* WHAT IS REQUIRED
Can you give these records again with every "keypoint" changed to "marker" and nothing else altered?

* DATA FOR PROCESSING

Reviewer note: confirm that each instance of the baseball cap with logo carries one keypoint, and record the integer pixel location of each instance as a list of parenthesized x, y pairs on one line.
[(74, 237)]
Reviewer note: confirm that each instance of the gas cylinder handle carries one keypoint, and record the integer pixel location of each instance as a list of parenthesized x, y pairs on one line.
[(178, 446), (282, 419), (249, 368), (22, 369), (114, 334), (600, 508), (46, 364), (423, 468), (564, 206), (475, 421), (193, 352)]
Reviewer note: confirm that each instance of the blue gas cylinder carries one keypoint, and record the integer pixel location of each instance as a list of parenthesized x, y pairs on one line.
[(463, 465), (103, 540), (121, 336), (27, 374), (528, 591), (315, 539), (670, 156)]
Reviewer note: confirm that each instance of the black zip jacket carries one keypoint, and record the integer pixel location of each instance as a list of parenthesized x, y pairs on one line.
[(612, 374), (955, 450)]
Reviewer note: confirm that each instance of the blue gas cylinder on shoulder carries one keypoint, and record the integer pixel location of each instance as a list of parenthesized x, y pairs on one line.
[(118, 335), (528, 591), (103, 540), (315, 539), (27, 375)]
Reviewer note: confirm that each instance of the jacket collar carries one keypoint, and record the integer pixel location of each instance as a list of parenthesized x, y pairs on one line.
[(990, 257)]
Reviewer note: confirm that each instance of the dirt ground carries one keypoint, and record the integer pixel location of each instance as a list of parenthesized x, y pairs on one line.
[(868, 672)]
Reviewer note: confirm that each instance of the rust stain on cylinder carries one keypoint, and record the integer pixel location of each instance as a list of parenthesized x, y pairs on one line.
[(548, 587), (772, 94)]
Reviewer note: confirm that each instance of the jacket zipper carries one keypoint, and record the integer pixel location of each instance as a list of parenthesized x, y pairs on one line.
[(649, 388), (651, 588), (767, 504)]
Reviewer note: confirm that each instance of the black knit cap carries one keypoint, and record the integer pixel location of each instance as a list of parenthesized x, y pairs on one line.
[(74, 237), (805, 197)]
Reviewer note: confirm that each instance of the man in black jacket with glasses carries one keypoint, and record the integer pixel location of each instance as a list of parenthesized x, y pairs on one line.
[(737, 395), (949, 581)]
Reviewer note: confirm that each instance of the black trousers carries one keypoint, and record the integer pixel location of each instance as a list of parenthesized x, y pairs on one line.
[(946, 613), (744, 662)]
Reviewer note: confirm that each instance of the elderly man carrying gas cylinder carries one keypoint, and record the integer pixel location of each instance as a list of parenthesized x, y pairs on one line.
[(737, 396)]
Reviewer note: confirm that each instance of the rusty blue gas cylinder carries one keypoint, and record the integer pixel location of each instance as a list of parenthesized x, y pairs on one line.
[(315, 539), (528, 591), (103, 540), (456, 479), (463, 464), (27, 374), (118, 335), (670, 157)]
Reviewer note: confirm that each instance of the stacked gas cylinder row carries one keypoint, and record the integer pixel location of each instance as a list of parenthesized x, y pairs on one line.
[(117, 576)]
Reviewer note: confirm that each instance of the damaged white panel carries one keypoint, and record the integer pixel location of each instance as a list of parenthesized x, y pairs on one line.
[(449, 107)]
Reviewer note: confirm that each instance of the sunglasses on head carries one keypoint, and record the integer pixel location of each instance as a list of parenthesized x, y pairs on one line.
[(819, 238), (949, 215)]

* SOLUTION FOR THIS EXERCISE
Reviewer note: confirm that each instance of the baseball cap with logo carries one marker, and record the integer pixel location of each instance as a list of parenthesized x, y pairs on one line.
[(74, 237)]
Reviewer note: confirm that each instance of the gas cylinder handle carries one marker, and record the integer pixel location of each instance as a list of parenthesized x, y pairs on one line.
[(178, 446), (282, 419), (249, 368), (22, 369), (114, 334), (600, 508), (46, 364), (423, 468), (564, 206), (475, 421), (193, 352)]
Reviewer note: confirm that each instance of the blue gas cylinder carries one marker, and record the integer pixel location of each instance as a list of parenthesized x, y pairs on one line.
[(463, 465), (103, 540), (121, 336), (27, 374), (528, 591), (315, 539), (670, 156)]
Reviewer note: confirm that each instance of the black zip jacket carries one marker, and record the integer pixel location of each instance as a list of parenthesized x, y pairs on one line.
[(612, 374), (955, 450)]
Reviewer note: confirm that each instance of the blue gas cylinder on shoulder carries one marker, and record the integer pixel location of each instance as a list of parenthesized x, y pairs on one line.
[(118, 335), (528, 591), (103, 540), (315, 539), (27, 375)]
Reviewer note: confirm that each instance of the jacket collar carries one marker, and record the integer pixel location of each instance as a list of parenthesized x, y pairs on one line.
[(990, 257)]
Reviewer note: confirm that each instance of the dirt ground carries one marker, and record the integer pixel location of each instance as a list of parenthesized x, y pairs on one line.
[(868, 672)]
Reviewer note: confirm that each instance of the rust stain on cylinder carries one marker, and record the integer pixel location of each instance as a list of parenthesized x, y pairs on one line.
[(548, 587), (772, 94)]
Reviewer note: confirm that each instance of the jacket zipper carries one marker, and record the integer pixel location of each instance as a list of parenthesized x, y pairs on one line.
[(649, 388), (651, 588), (767, 504)]
Reviewer note: confirm that each instance of the black knit cap carries one marker, and record the integer pixel location of each instance as a list of parenthesized x, y pairs on one line.
[(74, 237), (805, 197)]
Reviewer note: confirm that each instance of the man in black jacket with glasses carries one marker, and record the integer pixel location of each instance as a list of parenthesized x, y pairs on one line.
[(737, 395), (949, 581)]
Reviewer note: confirm that each instance of the black trousers carries one marker, and record the integer pixel location of each instance as a list of parenthesized x, y pairs on one line.
[(946, 613), (744, 662)]
Reviewer note: confirm that each instance of the elderly man carrying gas cylinder carries one marker, and record the integer pixel location of each instance as a list of parenthesized x, y pairs on one line.
[(737, 396)]
Reviewer note: confirm that each instance of the rusty blue gas cylinder carries one marker, and record the integer pixel location of each instance as a list of parenthesized x, y pairs on one line.
[(315, 539), (528, 591), (103, 540), (456, 479), (463, 464), (27, 374), (118, 335), (670, 157)]
Reviewer note: confirm that each instance of the stacked gas cylinder row carries one marker, and record the integer pixel location of each instance as a list of parenthesized x, y pairs on one line.
[(117, 576)]
Reviewer note: confirm that each instance of the damaged white panel carries one marker, and record the integer pixel location of each instance as a list of parenthesized x, y pairs on one line.
[(449, 107)]
Reviewer note: confirm that each instance of the sunglasses on head carries one marker, and record the integer pixel location of each instance as a list of parenthesized x, y pairs on one line.
[(819, 238), (949, 215)]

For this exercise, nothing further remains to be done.